-------- EXCERPTED TEXT
Climate and the Ocean Twilight Zone

How does the ocean affect global climate?

Carbon in the atmosphere, particularly excess carbon dioxide, traps heat and warms the planet. Each year, the ocean absorbs about 2.5 billion tons of carbon dioxide and one-quarter of human-caused emissions. In the ocean, tiny plant-like animals known as phytoplankton convert some of this inorganic carbon into organic matter via photosynthesis, forming the basis of the ocean’s food web. All of the processes that govern the movement of carbon through the ocean with the help of marne life are known as the biological carbon pump. This pump plays an important role in Earth’s climate system by helping move carbon away from the atmosphere toward deep water and the seafloor, where it can be safely stored for hundreds or thousands of years.

What is the ocean twilight zone’s role in Earth’s climate?

The ocean twilight zone sits between the upper ocean, where phytoplankton convert sunlight and carbon dioxide into organic matter, and the deep ocean. As organisms in ocean eat, are eaten, defecate, or die they form “marine snow,” organic matter that sinks into deep water, away from the surface. In addition, each night, animals from the twilight zone migrate up into surface waters to feed and return to the depths when the sun rises, helping shuttle carbon from the surface directly to the twilight zone and possibly deeper water.

How much carbon moves through the ocean to the twilight zone and deeper?

About 90 percent of the carbon that makes it into the twilight zone is eaten and stays there, but a small portion (about 200 million tons of carbon per year) sinks down deeper, where it can remain locked away for hundreds or even thousands of years—keeping heat-trapping carbon out of the atmosphere.

Could human activity in the twilight zone affect Earth’s climate?

If fishing of the twilight zone follows the path of other fisheries around the globe, humans could quickly deplete both the species we target as well as any other species that live anywhere we fish. But if we overfish the twilight zone, would more or less carbon make it to the deep ocean? On one hand, removing grazers—fish that consume marine snow—might allow more of those particles to sink, sequestering the carbon for long periods of time. On the other, depleting the twilight zone of predators might cause populations of grazing species to expand, choking the flow of carbon into the deep ocean and allowing more to eventually return to the atmosphere.
----------------
-------- PROVIDED DATA
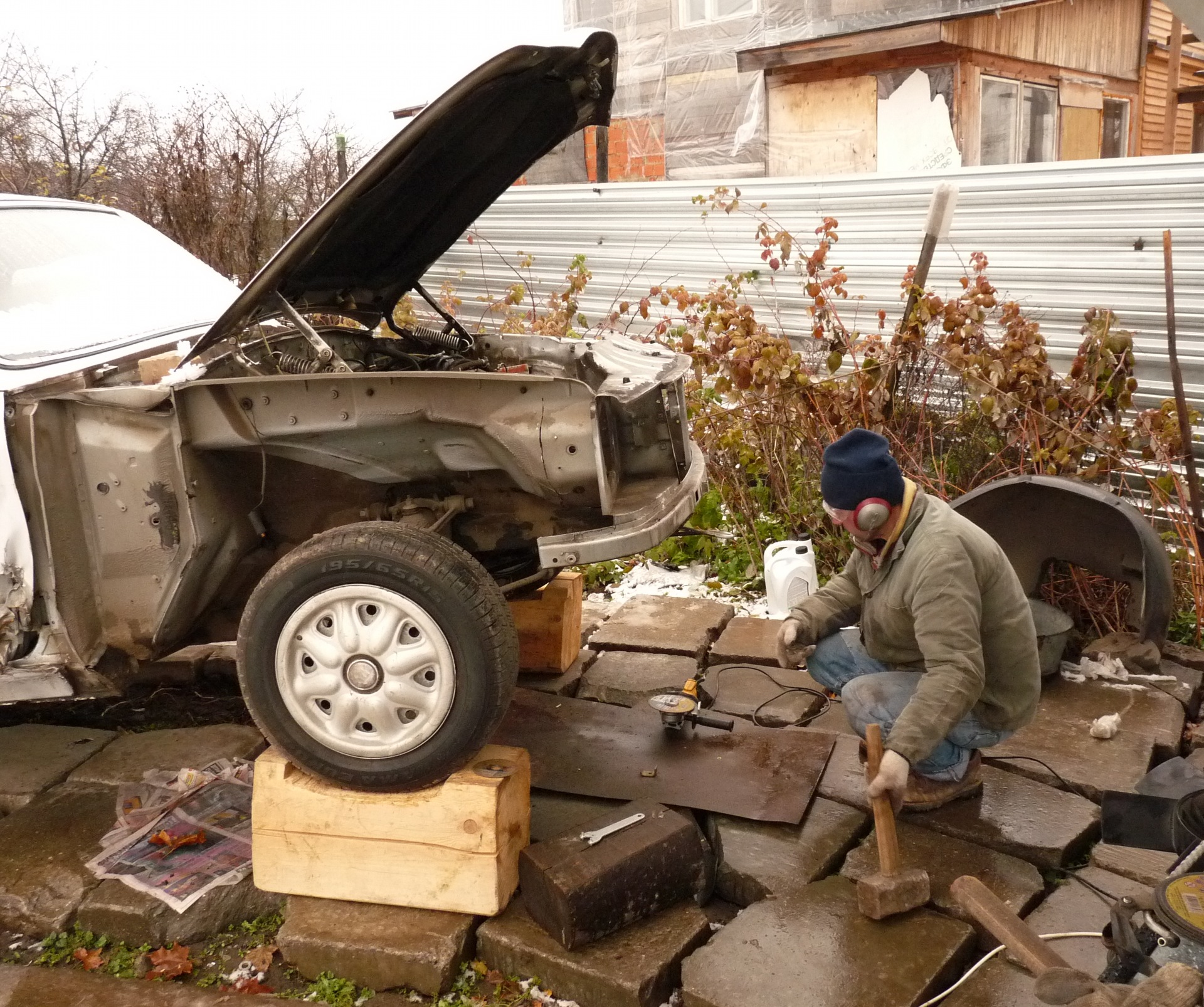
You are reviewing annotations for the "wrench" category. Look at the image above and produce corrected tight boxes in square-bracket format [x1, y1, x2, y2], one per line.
[580, 812, 644, 846]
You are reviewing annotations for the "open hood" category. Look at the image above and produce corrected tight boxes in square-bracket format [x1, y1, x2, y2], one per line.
[189, 31, 618, 357]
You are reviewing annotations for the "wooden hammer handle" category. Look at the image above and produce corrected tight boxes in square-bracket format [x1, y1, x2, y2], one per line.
[949, 875, 1070, 976]
[865, 724, 900, 875]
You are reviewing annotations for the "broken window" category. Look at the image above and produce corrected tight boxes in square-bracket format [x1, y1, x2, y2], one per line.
[1099, 98, 1128, 158]
[682, 0, 756, 24]
[979, 75, 1057, 164]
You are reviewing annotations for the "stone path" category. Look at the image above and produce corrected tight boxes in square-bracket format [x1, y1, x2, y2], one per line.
[0, 598, 1204, 1007]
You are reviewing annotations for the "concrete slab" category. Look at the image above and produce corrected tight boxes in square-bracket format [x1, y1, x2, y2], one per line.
[518, 647, 598, 696]
[581, 601, 616, 647]
[577, 650, 699, 706]
[840, 821, 1045, 951]
[941, 867, 1143, 1007]
[76, 877, 284, 948]
[707, 798, 869, 906]
[276, 895, 474, 996]
[707, 616, 783, 667]
[703, 664, 826, 727]
[983, 677, 1183, 801]
[590, 595, 736, 663]
[682, 877, 974, 1007]
[818, 727, 1099, 870]
[1091, 843, 1176, 888]
[0, 783, 117, 937]
[531, 789, 626, 843]
[0, 724, 117, 815]
[477, 899, 707, 1007]
[68, 724, 265, 785]
[0, 965, 235, 1007]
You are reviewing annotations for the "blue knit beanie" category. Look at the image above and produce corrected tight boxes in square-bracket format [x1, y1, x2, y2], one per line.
[820, 426, 903, 511]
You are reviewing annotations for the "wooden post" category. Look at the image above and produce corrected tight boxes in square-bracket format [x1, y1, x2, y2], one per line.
[1162, 230, 1204, 534]
[1162, 17, 1183, 154]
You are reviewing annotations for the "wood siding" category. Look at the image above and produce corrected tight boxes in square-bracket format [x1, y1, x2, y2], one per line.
[943, 0, 1145, 81]
[1136, 0, 1204, 156]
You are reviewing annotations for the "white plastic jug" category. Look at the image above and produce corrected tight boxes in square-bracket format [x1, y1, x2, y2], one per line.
[764, 539, 820, 619]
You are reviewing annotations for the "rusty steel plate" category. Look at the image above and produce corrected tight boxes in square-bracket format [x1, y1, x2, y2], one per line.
[492, 689, 835, 824]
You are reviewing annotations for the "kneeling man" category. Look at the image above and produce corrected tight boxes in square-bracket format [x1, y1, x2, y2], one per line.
[778, 429, 1042, 811]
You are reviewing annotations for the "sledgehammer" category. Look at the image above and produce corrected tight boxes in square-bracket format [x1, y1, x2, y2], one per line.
[857, 724, 931, 919]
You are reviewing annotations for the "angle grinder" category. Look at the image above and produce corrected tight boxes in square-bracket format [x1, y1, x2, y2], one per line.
[648, 678, 736, 731]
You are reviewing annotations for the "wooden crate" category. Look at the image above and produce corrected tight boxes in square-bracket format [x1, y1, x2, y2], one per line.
[510, 570, 585, 675]
[251, 744, 531, 915]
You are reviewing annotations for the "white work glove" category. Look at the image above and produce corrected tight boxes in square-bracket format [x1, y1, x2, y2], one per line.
[778, 618, 815, 668]
[865, 748, 911, 812]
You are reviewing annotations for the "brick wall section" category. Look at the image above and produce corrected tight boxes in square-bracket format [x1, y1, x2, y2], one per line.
[585, 115, 665, 182]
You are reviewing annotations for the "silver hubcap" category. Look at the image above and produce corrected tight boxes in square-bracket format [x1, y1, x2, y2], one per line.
[276, 584, 455, 759]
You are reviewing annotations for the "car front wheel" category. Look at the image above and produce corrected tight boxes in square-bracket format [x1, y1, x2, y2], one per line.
[238, 522, 518, 790]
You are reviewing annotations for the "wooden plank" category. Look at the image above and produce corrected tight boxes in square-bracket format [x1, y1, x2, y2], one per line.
[736, 21, 941, 73]
[1059, 107, 1104, 161]
[251, 746, 531, 915]
[766, 76, 878, 175]
[510, 570, 585, 675]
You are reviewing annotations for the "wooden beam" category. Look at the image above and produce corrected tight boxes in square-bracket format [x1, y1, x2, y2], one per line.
[736, 21, 941, 73]
[1162, 16, 1183, 154]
----------------
• WHAT YOU NEED TO DO
a: According to the text on climate and the ocean twilight zone, what share of the carbon that reaches the twilight zone is eaten and stays there?
b: Pick up the text on climate and the ocean twilight zone after its last sentence and continue it.

• TASK-BY-TASK ANSWERS
a: About 90 percent.

b:
What does this amount of carbon storage mean for Earth’s climate?

That much extra carbon in the atmosphere would be equivalent to carbon dioxide levels 200 parts per million (ppm) higher than today’s level of 400 ppm. The last time Earth’s atmospheric carbon dioxide was at that level 30 million years ago, average temperatures were 4 to 6°C (6 to 11°F) higher than today.

How much is this carbon storage worth?

There are several ways to calculate the value of this carbon storage. The first is by using the “social cost of carbon” (SCC), also known as the “carbon price,” which is an estimate of the present and future damages associated with the release of carbon dioxide from the burning of fossil fuels—such as flooding or coastal erosion from sea-level rise, crop losses due to drought, or human illnesses from heat waves or disease. Using estimates of SCC, the value of the twilight zone’s role in removing that amount of carbon is worth $300 to 900 billion to society each year. The value of carbon sequestration in the North Atlantic alone is worth $200 billion to $3.4 trillion over the next 80 years when we take into consideration the cost of preventing that much carbon from entering the atmosphere and the cost of adapting to the changes that would result from those emissions.